§ **Extrait du texte**:
################

S'agissant de l'accessibilité des sites web, il y a malheureusement un écart entre le droit et la pratique. Si le droit rend obligatoire cette accessibilité pour les sites internet des administrations publiques en France et en Europe, seuls 5 % d'entre eux sont accessibles à des personnes handicapées – malentendantes ou malvoyantes notamment. Face à cela, le Gouvernement agit plus qu'aucun autre auparavant. Nous allons publier ce mois-ci le nouveau référentiel à destination des administrations publiques, élaboré avec leurs informaticiens, mais aussi avec des associations, pour répondre à la demande de ces personnes. Il faut savoir manier la carotte et le bâton, la première pour accompagner la transition des administrations, qui induit des coûts importants, le second, pour les technologies les plus récentes – le site des impôts vient par exemple de développer une application pour smartphones –, en recourant à des sanctions financières lorsque certaines obligations ne sont pas remplies. C'est en tout cas la position que je défends au sein du Gouvernement, qui demande d'avancer sur ce sujet au niveau européen, en réclamant notamment que la question des applications mobiles soit inscrite dans la directive européenne sur l'accessibilité.

Monsieur Cordery, le but est de parvenir rapidement à la fin de l'itinérance mobile pour tous les citoyens européens et de stimuler la concurrence pour qu'il y ait des offres applicables aux frontaliers. Pourquoi ne pas demander aux opérateurs de trouver des accords commerciaux pour permettre des utilisations plus réciproques des forfaits téléphoniques ? En tout cas, les deux mois d'itinérance partagée prévus constituent une avancée substantielle. Au-delà, le Gouvernement pourrait, avec les élus des Français de l'étranger et des zones frontalières, travailler avec des opérateurs étrangers pour obtenir des accords répondant à des besoins plus spécifiques.

Madame Linkenheld, la transformation numérique de l'industrie est en fait l'enjeu principal. Si les PME ou les TPE ne créent pas suffisamment d'emplois, c'est parce que l'appareil productif n'est pas assez moderne. Le numérique doit être l'occasion d'investissements productifs qui améliorent la compétitivité qualitative de l'offre de produits et de services français. Outre que c'est une urgence et une nécessité, je pense que c'est la carte que l'Europe a à jouer dans la concurrence internationale, alors que l'Asie s'est positionnée sur le secteur des équipements et les États-Unis sur le marché du « B to C » – Business to Consumer – ou l'offre de produits et de services à destination de la grande consommation par la grande distribution. L'avantage comparatif de l'Europe est en effet dans la force de frappe de son industrie, qui doit se numériser. D'où l'intérêt du plan sur l'industrie du futur, qui a le mérite de réunir plusieurs des objectifs prioritaires du Gouvernement et de mobiliser les instruments financiers dans le cadre notamment du plan d'investissement d'avenir. C'est dans le même esprit que nous avons créé le suramortissement pour l'investissement productif dans les entreprises – afin de créer ce déclic permettant d'investir pour à terme créer de l'emploi – et que se poursuit au ministère de l'économie le programme de transition numérique des PME, en liaison avec les régions. On a en effet conféré à celles-ci un rôle plus important, dans la mesure où elles sont capables, avec les chambres de commerce et d'autres partenaires industriels, d'offrir des programmes de formation à des chefs d'entreprise ou des responsables de secteurs industriels.

################

§ **Données fournies**:
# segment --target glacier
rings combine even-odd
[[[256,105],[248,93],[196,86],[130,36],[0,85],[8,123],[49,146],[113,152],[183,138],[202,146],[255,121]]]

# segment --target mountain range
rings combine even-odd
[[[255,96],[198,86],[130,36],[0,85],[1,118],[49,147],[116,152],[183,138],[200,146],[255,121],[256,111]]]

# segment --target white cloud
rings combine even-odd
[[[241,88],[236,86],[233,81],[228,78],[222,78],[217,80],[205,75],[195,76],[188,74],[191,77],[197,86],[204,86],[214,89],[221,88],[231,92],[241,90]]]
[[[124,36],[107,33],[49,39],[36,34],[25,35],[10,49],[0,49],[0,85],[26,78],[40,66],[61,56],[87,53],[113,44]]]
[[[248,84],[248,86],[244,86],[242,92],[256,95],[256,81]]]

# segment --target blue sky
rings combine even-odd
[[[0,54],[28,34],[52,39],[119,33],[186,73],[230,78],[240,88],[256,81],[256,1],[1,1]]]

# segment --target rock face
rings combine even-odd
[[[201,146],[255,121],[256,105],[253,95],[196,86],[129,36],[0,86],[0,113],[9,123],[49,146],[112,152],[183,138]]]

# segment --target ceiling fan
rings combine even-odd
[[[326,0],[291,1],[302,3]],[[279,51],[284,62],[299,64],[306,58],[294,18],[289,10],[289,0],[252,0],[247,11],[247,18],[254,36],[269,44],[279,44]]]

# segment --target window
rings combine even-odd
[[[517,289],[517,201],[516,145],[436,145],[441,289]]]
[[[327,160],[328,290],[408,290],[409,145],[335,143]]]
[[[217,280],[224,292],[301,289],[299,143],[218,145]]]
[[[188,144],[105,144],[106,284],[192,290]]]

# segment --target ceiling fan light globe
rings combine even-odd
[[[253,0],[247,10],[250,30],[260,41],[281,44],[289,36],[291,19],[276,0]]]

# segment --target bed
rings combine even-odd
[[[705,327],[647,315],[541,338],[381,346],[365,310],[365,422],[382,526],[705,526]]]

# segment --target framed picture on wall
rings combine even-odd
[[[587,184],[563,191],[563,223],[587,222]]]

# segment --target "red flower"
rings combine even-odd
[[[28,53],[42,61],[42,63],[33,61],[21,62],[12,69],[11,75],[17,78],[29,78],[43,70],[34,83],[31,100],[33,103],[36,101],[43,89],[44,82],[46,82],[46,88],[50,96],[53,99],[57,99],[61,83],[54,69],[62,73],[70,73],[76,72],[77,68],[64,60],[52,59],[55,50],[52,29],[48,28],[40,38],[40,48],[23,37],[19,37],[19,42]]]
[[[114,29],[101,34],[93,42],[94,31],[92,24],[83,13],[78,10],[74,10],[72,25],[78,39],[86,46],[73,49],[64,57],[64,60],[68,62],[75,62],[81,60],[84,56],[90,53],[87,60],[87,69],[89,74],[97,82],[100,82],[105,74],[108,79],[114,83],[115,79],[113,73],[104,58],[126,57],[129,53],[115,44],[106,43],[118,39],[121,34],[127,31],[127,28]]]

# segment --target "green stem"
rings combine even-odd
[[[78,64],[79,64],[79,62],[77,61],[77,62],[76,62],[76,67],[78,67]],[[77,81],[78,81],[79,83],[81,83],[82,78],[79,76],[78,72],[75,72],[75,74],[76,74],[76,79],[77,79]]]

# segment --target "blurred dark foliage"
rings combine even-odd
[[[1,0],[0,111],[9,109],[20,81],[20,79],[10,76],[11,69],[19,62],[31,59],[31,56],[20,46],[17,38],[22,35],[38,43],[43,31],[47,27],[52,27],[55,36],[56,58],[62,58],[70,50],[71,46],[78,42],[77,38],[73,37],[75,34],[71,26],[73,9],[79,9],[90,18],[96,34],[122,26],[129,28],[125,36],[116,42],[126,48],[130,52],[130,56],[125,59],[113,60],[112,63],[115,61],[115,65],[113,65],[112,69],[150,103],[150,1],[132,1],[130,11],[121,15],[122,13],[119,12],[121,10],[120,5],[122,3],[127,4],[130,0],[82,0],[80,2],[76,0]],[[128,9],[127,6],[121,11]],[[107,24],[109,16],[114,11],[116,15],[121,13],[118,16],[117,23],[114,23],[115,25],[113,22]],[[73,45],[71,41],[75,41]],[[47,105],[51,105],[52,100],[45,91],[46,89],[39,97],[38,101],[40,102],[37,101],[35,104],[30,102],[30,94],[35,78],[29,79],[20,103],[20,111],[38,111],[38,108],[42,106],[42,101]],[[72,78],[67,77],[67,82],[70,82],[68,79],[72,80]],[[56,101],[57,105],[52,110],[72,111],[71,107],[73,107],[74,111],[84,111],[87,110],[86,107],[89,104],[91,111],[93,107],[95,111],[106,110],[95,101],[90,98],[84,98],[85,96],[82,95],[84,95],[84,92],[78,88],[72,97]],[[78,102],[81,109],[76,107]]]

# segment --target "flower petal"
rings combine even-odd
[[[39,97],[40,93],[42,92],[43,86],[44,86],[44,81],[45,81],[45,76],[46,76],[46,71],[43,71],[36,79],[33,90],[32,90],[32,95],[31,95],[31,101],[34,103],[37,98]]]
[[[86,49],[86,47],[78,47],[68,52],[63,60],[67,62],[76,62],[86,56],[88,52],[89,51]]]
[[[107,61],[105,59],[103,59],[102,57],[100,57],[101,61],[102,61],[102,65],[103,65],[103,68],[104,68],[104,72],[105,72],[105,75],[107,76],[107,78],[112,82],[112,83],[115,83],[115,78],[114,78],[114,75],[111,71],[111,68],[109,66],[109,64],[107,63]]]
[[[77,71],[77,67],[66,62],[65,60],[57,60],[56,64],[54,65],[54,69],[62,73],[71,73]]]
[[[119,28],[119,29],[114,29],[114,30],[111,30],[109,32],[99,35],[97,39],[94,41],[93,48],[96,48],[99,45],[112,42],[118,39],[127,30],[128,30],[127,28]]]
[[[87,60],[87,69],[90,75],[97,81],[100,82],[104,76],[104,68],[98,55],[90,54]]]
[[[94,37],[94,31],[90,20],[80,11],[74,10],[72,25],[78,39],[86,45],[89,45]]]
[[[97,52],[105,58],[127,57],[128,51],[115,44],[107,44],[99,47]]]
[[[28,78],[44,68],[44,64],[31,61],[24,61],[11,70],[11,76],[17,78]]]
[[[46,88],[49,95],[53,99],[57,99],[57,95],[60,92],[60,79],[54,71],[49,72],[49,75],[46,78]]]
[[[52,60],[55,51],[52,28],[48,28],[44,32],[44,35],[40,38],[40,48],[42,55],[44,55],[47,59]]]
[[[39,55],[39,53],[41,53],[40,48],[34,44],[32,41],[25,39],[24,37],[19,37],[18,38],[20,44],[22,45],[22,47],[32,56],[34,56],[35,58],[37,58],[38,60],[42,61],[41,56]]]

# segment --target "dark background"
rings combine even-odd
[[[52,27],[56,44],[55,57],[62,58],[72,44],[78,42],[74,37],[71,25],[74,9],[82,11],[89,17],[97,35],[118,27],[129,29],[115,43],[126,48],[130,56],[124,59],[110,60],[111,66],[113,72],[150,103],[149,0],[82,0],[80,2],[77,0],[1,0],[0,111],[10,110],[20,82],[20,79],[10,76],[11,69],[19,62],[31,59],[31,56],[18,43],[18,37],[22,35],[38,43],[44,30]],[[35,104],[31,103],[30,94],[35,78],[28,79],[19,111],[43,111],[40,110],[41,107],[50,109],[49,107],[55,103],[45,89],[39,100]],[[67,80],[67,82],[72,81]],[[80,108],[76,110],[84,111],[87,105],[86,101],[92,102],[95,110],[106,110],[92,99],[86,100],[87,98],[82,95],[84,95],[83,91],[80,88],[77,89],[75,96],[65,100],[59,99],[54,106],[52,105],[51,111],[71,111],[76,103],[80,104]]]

################

§ **Consignes**:
1. D'après l'extrait sur la politique numérique, quelle part des sites internet des administrations publiques est accessible aux personnes handicapées ?
2. Poursuivez, s'il vous plaît, l'extrait sur la politique numérique après sa dernière phrase.

§ **Corrigé des exercices**:
1. Seulement 5 % de ces sites sont accessibles aux personnes handicapées.

2.
Monsieur Piron, on peut dire globalement que les pays dits les plus libéraux voudraient n'introduire aucune contrainte réglementaire dans la façon dont les opérateurs de télécommunications peuvent utiliser leur propre réseau pour offrir des services à leurs clients, considérant que la concurrence et le marché doivent être les seuls décideurs. Quant aux tenants d'une neutralité du net très affirmée, ils défendent l'idée d'un égal accès à tous les consommateurs, quels que soient les contenus ou services proposés, parfois de manière un peu absolutiste, considérant qu'il ne devrait même pas y avoir de gestion prioritaire de trafic et qu'on ne devrait pas être en mesure de différencier le traitement de services spécialisés selon les offres.

En tout cas, le Gouvernement veut protéger le principe de l'accès de tous à tous les contenus. On parle d'internet ouvert car le web est considéré dans beaucoup de pays comme un seul service, même si, selon une étude récente, 30 % des Indonésiens considèrent qu'il se résume à Facebook. Certaines positions absolutistes risquent de mener à des blocages, qui ne protégeront personne. Il faut donc faire preuve à la fois de loyauté face à ses convictions et de réalisme face au potentiel d'innovation des services spécialisés. J'ajoute que la neutralité du net est souvent brandie par ceux qui sont en mesure d'offrir beaucoup de contenu, mais n'investissent pas du tout dans les tuyaux. Nous sommes en effet face à une situation aberrante de dichotomie entre ceux qui construisent les réseaux, et donc investissent, et ceux qui les utilisent et en tirent les bénéfices commerciaux sans assurer une contrepartie à ce bien commun qu'est internet – lequel ne doit en aucune façon être privatisé, ni par des entreprises, ni par des États.

Sur les fabriques du numérique, nous avons des annonces imminentes à faire. Le rapport prévu a été finalisé et la mise en place doit se faire en octobre. Sur ce sujet, comme sur les autres, je n'ai qu'un impératif : il faut aller vite !

Enfin, monsieur Le Roch, la révision de la directive relative aux droits d'auteur figure dans le programme de la Commission européenne, qui souhaite faire des propositions législatives à partir de l'année prochaine, considérant qu'il faut distinguer la question des droits d'auteur de celle de leur territorialité. Le but du Gouvernement est de protéger les créateurs, de préserver le modèle de rétribution de ceux-ci – ce qui a permis de conserver la diversité culturelle qui fait la richesse de l'Europe –, tout en modernisant le droit d'auteur. Or la territorialité est au coeur du modèle économique de la création telle que la France l'a historiquement défini. Si, dans un contexte d'économie internationalisée et de stratégies de plateformes pouvant diffuser les contenus culturels en faisant fi de ces modèles de rétribution, il faut faire évoluer les moyens de rémunération, il n'est pas question de revenir sur un modèle qui fait la force de la création européenne. L'enjeu, au-delà, est la défense d'un universalisme culturel.